Raw data »

☆ ☆ ☆ ☆ ☆

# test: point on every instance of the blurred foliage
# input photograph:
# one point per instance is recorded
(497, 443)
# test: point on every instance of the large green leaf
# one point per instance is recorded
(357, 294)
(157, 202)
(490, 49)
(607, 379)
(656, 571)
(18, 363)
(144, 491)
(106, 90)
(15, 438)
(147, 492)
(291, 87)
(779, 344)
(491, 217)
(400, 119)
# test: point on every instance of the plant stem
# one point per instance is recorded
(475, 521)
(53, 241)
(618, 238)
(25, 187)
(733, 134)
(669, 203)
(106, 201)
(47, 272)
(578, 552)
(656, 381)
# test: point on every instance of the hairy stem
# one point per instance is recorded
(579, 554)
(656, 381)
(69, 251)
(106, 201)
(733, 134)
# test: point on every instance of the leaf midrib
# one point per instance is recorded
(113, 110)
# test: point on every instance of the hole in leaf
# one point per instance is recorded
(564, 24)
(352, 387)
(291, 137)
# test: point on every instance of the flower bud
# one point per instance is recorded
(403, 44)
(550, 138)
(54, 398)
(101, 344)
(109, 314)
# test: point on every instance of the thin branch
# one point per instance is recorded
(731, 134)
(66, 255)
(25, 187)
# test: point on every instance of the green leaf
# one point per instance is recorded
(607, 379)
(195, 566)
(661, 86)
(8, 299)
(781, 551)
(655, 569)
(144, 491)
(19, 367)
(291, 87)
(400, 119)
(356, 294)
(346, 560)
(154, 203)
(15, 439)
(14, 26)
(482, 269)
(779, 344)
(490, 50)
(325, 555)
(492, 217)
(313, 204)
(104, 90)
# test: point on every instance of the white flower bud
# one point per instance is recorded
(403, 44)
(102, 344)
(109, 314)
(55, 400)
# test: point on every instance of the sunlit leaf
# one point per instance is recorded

☆ ☆ ☆ ☆ ☆

About this exercise » When the word "test" shows up in a line of the entries, report that line.

Answer section »
# test: point on every instance of the blurred foliage
# test: point on every instance of the large green leaf
# test: point on every instance of the plant stem
# test: point on every instance of the hairy stem
# test: point on every instance of the leaf midrib
# test: point on every instance of the hole in leaf
# test: point on every instance of the flower bud
# test: point on every instance of the thin branch
# test: point on every instance of the green leaf
# test: point on every instance of the white flower bud
# test: point on every instance of the sunlit leaf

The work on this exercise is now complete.